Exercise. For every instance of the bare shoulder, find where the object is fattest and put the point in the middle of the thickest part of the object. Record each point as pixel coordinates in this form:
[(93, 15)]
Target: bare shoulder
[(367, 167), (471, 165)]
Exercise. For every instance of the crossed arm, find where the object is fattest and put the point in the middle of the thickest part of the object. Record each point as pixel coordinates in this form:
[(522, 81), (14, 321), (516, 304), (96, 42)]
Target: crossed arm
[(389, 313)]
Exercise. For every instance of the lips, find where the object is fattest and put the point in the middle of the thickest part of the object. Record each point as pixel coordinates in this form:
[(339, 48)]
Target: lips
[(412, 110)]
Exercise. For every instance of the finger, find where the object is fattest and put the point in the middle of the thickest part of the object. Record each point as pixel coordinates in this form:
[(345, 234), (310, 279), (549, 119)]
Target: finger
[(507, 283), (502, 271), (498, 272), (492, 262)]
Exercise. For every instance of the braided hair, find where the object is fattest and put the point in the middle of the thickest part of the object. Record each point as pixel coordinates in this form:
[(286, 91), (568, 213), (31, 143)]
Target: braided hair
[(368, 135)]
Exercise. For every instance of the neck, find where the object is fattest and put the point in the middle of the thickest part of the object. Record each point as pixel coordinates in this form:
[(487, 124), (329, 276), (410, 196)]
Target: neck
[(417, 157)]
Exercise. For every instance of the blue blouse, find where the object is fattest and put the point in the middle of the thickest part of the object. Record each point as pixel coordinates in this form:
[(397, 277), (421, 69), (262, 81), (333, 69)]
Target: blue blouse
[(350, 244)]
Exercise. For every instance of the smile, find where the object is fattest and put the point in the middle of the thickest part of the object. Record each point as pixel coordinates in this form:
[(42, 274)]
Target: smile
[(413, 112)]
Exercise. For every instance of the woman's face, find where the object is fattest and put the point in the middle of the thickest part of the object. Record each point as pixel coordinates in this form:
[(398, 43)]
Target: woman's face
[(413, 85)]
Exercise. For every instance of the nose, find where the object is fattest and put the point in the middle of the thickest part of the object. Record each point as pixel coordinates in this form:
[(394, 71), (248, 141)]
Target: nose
• • •
What is asked ::
Put every line of the listing above into a Markdown table with the columns Row and Text, numbering the rows in order and skipping blank lines.

Result below ::
| Row | Text |
|---|---|
| 1 | Exercise. For every instance of the bare shoulder, find where the object is fattest and put the point in the middle of the thickest part of the object. Record each point as pixel coordinates in this form: |
| 2 | [(93, 15)] |
| 3 | Target: bare shoulder |
| 4 | [(367, 167), (471, 165)] |
| 5 | Exercise. For every instance of the crossed arm, find where the object is fattest and put the point in the middle of the thickest part of the object. Record each point as pixel coordinates in this form: |
| 6 | [(522, 81), (14, 321), (516, 304), (96, 42)] |
| 7 | Target: crossed arm |
| 8 | [(389, 313)] |
| 9 | Exercise. For every instance of the lips, find where the object is fattest and put the point in the middle of the thickest part of the object. Record each point as pixel coordinates in this form: |
| 10 | [(339, 48)] |
| 11 | Target: lips |
| 12 | [(412, 110)] |
| 13 | Exercise. For every instance of the finger, find where the object is fattest and put the point in the middle of the thickest part of the object. Record each point as pixel coordinates in this form: |
| 14 | [(345, 234), (310, 279), (549, 119)] |
| 15 | Target: finger |
| 16 | [(507, 283), (502, 271), (498, 272), (492, 262)] |
| 17 | Exercise. For every instance of the braided hair, find where the object is fattest and put the point in the middle of the thickest part of the object. Record each point as pixel coordinates in this form: |
| 18 | [(286, 91), (568, 213), (31, 143)] |
| 19 | Target: braided hair |
| 20 | [(368, 135)] |
| 21 | Exercise. For every instance of the neck, find where the object is fattest and put the point in the middle of the thickest part of the object. Record each point as pixel coordinates in this form: |
| 22 | [(487, 124), (329, 276), (410, 196)] |
| 23 | Target: neck |
| 24 | [(417, 157)] |
| 25 | Exercise. For every instance of the blue blouse, find where the object is fattest and put the point in the middle of the thickest part of the object. Record each point as pixel coordinates in this form: |
| 26 | [(397, 277), (421, 69), (262, 81), (333, 69)] |
| 27 | Target: blue blouse |
| 28 | [(350, 244)] |
| 29 | Exercise. For every instance of the smile, find where the object is fattest and put the point in the middle of the thickest part of the object. Record each point as pixel coordinates in this form: |
| 30 | [(42, 274)] |
| 31 | Target: smile |
| 32 | [(413, 112)] |
| 33 | Exercise. For every instance of the woman's face, find where the object is fattest and put the point in the middle of the thickest part of the object. Record each point as pixel coordinates in this form: |
| 34 | [(398, 43)] |
| 35 | Target: woman's face |
| 36 | [(413, 85)] |
| 37 | Exercise. For every instance of the nose, find where the object is fattest and put the point in the middle of the thickest part of the object. Record each point as pixel coordinates in this form: |
| 38 | [(394, 71), (248, 141)] |
| 39 | Target: nose |